> _Stated exercise_: Rewrite every line of the records, starting with the line with "-- select a point on the white" and going on through the line with "[(483, 181)]". Offset each coordinate in the answers by +95, and leave all other numbers unchanged.

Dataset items
____
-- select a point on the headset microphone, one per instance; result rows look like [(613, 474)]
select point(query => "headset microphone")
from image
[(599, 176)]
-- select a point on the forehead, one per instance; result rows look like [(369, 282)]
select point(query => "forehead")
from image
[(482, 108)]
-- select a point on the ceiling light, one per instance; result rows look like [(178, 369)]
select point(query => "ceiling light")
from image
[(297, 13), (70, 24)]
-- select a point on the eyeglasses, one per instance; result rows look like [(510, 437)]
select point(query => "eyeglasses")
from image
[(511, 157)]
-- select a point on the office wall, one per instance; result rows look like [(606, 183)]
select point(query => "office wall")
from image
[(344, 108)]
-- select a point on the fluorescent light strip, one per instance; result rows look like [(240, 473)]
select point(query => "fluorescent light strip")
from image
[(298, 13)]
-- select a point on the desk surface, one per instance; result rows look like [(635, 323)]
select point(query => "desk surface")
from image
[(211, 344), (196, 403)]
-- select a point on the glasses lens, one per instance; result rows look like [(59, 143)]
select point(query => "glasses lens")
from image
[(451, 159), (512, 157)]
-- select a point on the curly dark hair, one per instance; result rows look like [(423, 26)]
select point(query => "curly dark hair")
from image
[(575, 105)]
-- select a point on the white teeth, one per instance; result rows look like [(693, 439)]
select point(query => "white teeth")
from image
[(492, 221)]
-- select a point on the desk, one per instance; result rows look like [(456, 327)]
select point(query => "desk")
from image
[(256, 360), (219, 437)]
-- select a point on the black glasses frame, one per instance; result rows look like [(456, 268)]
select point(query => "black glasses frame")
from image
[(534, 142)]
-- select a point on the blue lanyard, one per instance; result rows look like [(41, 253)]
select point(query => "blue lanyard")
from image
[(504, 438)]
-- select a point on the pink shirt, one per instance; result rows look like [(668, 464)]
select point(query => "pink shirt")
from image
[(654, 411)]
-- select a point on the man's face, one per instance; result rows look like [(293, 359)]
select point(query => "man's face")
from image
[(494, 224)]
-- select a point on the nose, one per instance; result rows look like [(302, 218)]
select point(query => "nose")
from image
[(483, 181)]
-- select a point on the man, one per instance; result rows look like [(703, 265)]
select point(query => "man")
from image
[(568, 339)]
____
> _Final answer_:
-- select a point on the white teeth, one per instance; result rows look like [(693, 439)]
select point(query => "white teeth")
from image
[(587, 316)]
-- select a point on the desk, one per instance; result rows look like [(456, 327)]
select point(query => "desk")
from image
[(351, 455), (314, 532)]
-- select a point on the black glasses frame, one per instance; result rows look like [(456, 268)]
select point(query => "black glasses frame")
from image
[(629, 237)]
-- select a point on the blue lanyard, one per instance; result rows look like [(41, 253)]
select point(query => "blue lanyard")
from image
[(599, 533)]
-- select a point on the pink shirt, one per instance; result rows look like [(668, 464)]
select point(query => "pink shirt")
from image
[(749, 506)]
-- select a point on the man's face, one per instance; result rows look like [(293, 359)]
select point(query => "man's face")
from image
[(589, 319)]
-- select a point on the nose, one per instance; result rows look like [(302, 218)]
select point(query => "nose")
from image
[(578, 276)]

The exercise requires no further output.